The data below is to be returned in full and exactly.
+++ Listed entries +++
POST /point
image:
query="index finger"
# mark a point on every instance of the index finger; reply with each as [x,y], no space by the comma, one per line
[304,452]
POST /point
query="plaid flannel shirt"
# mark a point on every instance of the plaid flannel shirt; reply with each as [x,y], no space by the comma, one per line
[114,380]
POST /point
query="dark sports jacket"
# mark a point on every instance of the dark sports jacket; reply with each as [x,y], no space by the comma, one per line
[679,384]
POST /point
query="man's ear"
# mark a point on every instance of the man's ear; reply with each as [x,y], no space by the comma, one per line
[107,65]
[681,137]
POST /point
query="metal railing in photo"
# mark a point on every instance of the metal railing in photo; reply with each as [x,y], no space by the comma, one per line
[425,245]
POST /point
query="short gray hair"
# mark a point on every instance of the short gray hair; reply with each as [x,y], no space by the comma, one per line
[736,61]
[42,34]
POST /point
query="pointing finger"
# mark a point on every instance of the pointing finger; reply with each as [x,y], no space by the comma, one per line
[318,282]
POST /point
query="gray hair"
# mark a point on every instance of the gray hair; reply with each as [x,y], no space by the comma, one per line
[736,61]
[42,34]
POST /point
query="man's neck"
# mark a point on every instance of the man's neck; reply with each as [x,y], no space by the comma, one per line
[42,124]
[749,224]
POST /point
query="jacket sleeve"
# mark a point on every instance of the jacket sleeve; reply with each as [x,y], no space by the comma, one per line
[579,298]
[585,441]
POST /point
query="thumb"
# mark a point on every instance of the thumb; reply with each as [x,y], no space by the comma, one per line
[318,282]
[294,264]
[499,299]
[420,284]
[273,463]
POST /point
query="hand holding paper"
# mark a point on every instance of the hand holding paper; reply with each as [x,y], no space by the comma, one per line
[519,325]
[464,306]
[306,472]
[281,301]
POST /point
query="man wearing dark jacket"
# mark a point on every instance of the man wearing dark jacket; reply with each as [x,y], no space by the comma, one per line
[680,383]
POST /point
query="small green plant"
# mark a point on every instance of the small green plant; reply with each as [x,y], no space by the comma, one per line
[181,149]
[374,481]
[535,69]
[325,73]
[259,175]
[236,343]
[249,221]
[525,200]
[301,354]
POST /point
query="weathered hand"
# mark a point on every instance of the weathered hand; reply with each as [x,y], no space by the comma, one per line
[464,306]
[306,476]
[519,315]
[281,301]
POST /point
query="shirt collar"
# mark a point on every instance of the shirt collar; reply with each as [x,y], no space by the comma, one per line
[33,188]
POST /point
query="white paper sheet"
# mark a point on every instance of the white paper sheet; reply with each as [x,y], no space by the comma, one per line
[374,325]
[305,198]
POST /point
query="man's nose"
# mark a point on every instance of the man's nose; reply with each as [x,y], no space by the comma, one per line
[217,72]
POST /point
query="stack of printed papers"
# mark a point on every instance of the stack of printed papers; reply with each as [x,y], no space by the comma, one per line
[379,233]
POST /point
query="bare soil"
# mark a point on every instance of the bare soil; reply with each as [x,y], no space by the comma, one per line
+++
_Worked answer_:
POST /point
image:
query="index finger"
# mark a point on every instance of the index finger; reply with each as [x,y], no space by the comma, one per line
[304,452]
POST /point
query="plaid flannel shirt"
# mark a point on every instance of the plaid flannel shirt; reply with each as [x,y], no space by the comma, one per line
[114,380]
POST /point
query="dark sports jacket"
# mark a point on every instance of the dark sports jacket; reply with each as [x,y], no space by the comma, one per line
[679,384]
POST /point
query="man's ear"
# mark a point on every instance of the man's ear; reply with each as [x,y], no space by the comma, one per line
[107,65]
[681,137]
POST /point
query="metal railing in photo"
# mark a point on every instance of the metal railing in photo; reply with each as [x,y], no space by the comma, one per line
[425,245]
POST /point
query="short gray hair"
# mark a point on every instance of the short gray hair; reply with each as [x,y], no space by the comma, one per line
[736,61]
[42,34]
POST /point
query="pointing finger"
# mark a point on every instance of the pointing finger; reply with each as [x,y], no space by the comma, one per line
[318,282]
POST /point
query="gray hair"
# mark a point on every instance of the gray hair; reply with each as [x,y], no space by the comma, one per line
[736,61]
[42,34]
POST /point
query="man's neck"
# mark a point on every instance of the man's neck; reply with each as [x,y], no space by the comma, one per line
[42,124]
[749,224]
POST /point
query="jacket sleeve"
# mark a point on every instance of the jacket sleeve; reply with each as [x,y], no space by the comma, one per line
[579,298]
[585,441]
POST /point
query="thumb"
# mark a point on every instance of the thumb; reply with each as [x,y], no space by the comma, one per line
[318,282]
[294,264]
[499,299]
[420,284]
[273,463]
POST /point
query="hand holding paper"
# mark a point on every instance of the hand holding paper; reply with each as [x,y], no space by the comma, one per line
[519,325]
[464,306]
[306,472]
[281,301]
POST /point
query="man wearing dark jacket"
# mark a point on every instance of the man wearing dark jacket; reply with each as [x,y], no space by the comma, one per line
[680,383]
POST /point
query="small green plant"
# mark a point on every instance of the small green plant; reply with each as [x,y], no space by the comma, one per line
[181,149]
[374,481]
[535,69]
[325,73]
[259,175]
[236,343]
[249,221]
[525,200]
[301,354]
POST /point
query="weathered hand"
# mark a point on every instance of the weathered hand; reply with each as [x,y], no space by the comma, one per line
[464,306]
[306,476]
[519,315]
[281,301]
POST /point
query="shirt collar"
# mark a point on every instance of the shirt collar; reply with each as [x,y], no space by the comma, one per line
[33,188]
POST /point
query="white paper sheet"
# mark a point on every instance of the white paper sheet; reply with each as [x,y], no space by the comma, one per line
[374,325]
[305,198]
POST /point
query="man's nose"
# mark a point on every instance of the man's nose; reply with each as [x,y], no space by the comma, one per line
[217,72]
POST /point
query="stack of printed papers"
# mark a point on every instance of the stack of printed papers; reply with each as [x,y], no space by the comma, one per line
[379,233]
POST /point
query="bare soil"
# mark a point on every instance of the bare soil; reply with each as [x,y], no space by the comma, one per line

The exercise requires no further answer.